Your goal:
A verbatim copy of the lines from the one with "Consider the photo above. For every instance of the grassy" through the final line below is required; print it and nothing else.

Listed entries:

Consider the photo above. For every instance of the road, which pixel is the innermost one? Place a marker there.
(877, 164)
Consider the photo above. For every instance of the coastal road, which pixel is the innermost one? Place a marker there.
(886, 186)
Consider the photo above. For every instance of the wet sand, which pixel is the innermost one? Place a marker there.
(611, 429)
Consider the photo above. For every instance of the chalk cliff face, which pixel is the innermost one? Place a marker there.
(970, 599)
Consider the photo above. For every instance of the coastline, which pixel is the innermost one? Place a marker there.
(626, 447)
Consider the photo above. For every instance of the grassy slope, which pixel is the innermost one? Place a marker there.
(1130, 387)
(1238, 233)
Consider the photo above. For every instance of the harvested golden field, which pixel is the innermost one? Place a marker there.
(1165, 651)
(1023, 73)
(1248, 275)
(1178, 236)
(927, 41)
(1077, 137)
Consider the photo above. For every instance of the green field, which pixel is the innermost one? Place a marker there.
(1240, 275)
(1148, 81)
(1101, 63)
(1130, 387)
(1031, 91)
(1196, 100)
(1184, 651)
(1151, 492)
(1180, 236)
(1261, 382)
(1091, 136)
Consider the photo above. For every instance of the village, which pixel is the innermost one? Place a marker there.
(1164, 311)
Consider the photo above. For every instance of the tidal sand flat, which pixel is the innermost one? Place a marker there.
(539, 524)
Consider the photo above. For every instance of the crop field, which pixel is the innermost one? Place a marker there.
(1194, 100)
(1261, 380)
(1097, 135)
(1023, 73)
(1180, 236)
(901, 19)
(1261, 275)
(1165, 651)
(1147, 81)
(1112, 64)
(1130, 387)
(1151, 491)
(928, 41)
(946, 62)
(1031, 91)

Solution for this problem:
Consider the photo above. For every instance of the grassy slope, which pixel is the innermost one? Place a marker there.
(1130, 387)
(1238, 233)
Consider the photo above. For every instance of the harvested golden field, which pixel is the innermost one? Place a marker there.
(1165, 651)
(1023, 73)
(1248, 275)
(1178, 236)
(927, 41)
(1077, 137)
Consider the photo above. For every instance of the green field, which pixel is the innermost one? Place a marker there.
(1240, 275)
(1148, 81)
(1101, 63)
(1130, 387)
(1031, 91)
(1196, 100)
(1184, 651)
(1151, 492)
(1180, 236)
(1261, 382)
(1091, 136)
Consider the photo above. For every instance of the village, which pixel is the innermost one? Place a marker there.
(1164, 311)
Consider the photo above. For every instance of the tidal sand flat, which pixel is the innermost one? Place a marker there.
(539, 524)
Consider the photo above. For every instance of the crop field, which pixel is the innermost one? Place a marker there.
(1194, 100)
(1261, 380)
(1097, 135)
(1023, 73)
(1180, 236)
(901, 19)
(1261, 275)
(1165, 651)
(1147, 81)
(1112, 64)
(1130, 387)
(1151, 491)
(928, 41)
(946, 62)
(1031, 91)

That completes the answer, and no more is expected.